§ **Problem to work on**:
Reproduce all of the data that follows, character for character.

§ **The input**:
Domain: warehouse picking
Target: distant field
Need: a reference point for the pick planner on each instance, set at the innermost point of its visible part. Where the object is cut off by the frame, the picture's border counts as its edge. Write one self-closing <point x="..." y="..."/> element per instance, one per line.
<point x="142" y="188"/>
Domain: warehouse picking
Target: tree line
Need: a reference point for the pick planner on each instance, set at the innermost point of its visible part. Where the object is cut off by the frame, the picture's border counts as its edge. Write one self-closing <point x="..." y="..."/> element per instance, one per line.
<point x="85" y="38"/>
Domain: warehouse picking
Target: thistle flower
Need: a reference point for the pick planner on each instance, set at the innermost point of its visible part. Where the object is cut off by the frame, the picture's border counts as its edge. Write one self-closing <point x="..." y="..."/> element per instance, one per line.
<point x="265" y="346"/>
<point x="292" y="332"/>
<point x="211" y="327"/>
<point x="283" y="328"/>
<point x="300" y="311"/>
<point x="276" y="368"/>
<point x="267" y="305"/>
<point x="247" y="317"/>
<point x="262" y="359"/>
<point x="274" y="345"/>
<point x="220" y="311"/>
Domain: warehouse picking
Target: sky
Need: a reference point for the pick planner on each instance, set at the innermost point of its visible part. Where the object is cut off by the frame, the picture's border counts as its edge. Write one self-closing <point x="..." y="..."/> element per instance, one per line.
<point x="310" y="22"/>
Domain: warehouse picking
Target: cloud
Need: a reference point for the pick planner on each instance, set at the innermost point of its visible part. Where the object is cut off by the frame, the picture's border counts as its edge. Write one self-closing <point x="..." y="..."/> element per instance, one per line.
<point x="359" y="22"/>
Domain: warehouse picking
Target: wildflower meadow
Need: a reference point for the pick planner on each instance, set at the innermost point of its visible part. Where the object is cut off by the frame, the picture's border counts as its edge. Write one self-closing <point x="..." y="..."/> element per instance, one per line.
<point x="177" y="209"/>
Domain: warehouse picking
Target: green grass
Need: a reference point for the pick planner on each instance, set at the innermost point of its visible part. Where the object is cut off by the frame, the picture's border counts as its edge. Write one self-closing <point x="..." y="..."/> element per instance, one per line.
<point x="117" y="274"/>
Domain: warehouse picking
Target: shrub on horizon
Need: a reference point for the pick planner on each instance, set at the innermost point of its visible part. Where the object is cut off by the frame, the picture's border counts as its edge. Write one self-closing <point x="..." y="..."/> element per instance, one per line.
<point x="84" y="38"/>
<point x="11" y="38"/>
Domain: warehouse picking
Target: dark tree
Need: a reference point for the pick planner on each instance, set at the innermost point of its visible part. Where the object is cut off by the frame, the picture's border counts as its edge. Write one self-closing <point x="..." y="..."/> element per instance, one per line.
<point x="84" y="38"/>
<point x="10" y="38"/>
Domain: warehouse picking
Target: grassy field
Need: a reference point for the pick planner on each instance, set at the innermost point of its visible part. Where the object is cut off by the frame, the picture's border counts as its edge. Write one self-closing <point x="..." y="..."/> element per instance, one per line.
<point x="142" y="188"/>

§ **Exercise result**:
Domain: warehouse picking
Target: distant field
Need: a reference point for the pick planner on each instance, set at the innermost point of its visible part. Where the object is cut off by the frame, the picture's border counts as its edge. Write one self-closing <point x="..." y="..."/> element per instance, one per line.
<point x="142" y="188"/>
Domain: warehouse picking
Target: tree line
Need: a reference point for the pick planner on each instance, set at the innermost point of its visible part. Where the object is cut off by the frame, the picture's border counts as its edge. Write one self-closing <point x="..." y="..."/> element per instance, one per line.
<point x="85" y="38"/>
Domain: warehouse picking
Target: thistle flower
Need: a reference point for the pick planner on each instance, set at the innermost point of its visible part. Where the object is cut off by the frame, the picture's border counts as its edge. Write one self-closing <point x="..." y="..."/> element per instance, one per line.
<point x="265" y="346"/>
<point x="292" y="332"/>
<point x="211" y="327"/>
<point x="283" y="328"/>
<point x="300" y="311"/>
<point x="276" y="368"/>
<point x="267" y="305"/>
<point x="247" y="317"/>
<point x="262" y="359"/>
<point x="274" y="345"/>
<point x="220" y="311"/>
Domain: warehouse picking
Target: sky
Need: a reference point for the pick planner on each instance, set at the innermost point of its visible part. Where the object is cut off by the frame, the picture's border counts as its edge. Write one self-closing <point x="..." y="..."/> element per instance, one per line.
<point x="310" y="22"/>
Domain: warehouse picking
Target: cloud
Need: a reference point for the pick planner on each instance, set at the innermost point of its visible part. Where the object is cut off by the frame, the picture's border counts as its edge. Write one self-closing <point x="..." y="..."/> element per instance, one per line.
<point x="359" y="22"/>
Domain: warehouse picking
Target: wildflower meadow
Need: a reference point for the pick planner on each instance, set at the innermost point of its visible part. Where the object is cut off by the frame, the picture's border counts as its edge. Write one self-closing <point x="..." y="..."/> element per instance, one per line.
<point x="177" y="209"/>
Domain: warehouse picking
Target: green grass
Need: a reference point for the pick planner on each instance, set at the innermost point of its visible part. Where the object is cut off by the frame, the picture's border counts as its edge. Write one self-closing <point x="..." y="..."/> element per instance, one per line.
<point x="117" y="274"/>
Domain: warehouse picking
Target: shrub on horizon
Need: a reference point for the pick planner on each instance, set at the innermost point of its visible part. Where the object is cut off by the frame, the picture's border counts as its edge. Write one self-closing <point x="..." y="..."/> element per instance, one per line.
<point x="84" y="38"/>
<point x="11" y="38"/>
Domain: warehouse picking
Target: dark tree
Need: a reference point for the pick planner on each instance, set at the innermost point of its visible part. Where the object is cut off by the frame, the picture's border counts as its edge. Write one self-closing <point x="..." y="..."/> element per instance, one per line.
<point x="84" y="38"/>
<point x="10" y="38"/>
Domain: warehouse picking
Target: grassy field
Need: a reference point for the pick planner on each instance, set at the innermost point of its visible part. Where the object is cut off by the frame, the picture's border counts as its edge. Write one self-closing <point x="..." y="..."/> element per instance, one per line.
<point x="142" y="188"/>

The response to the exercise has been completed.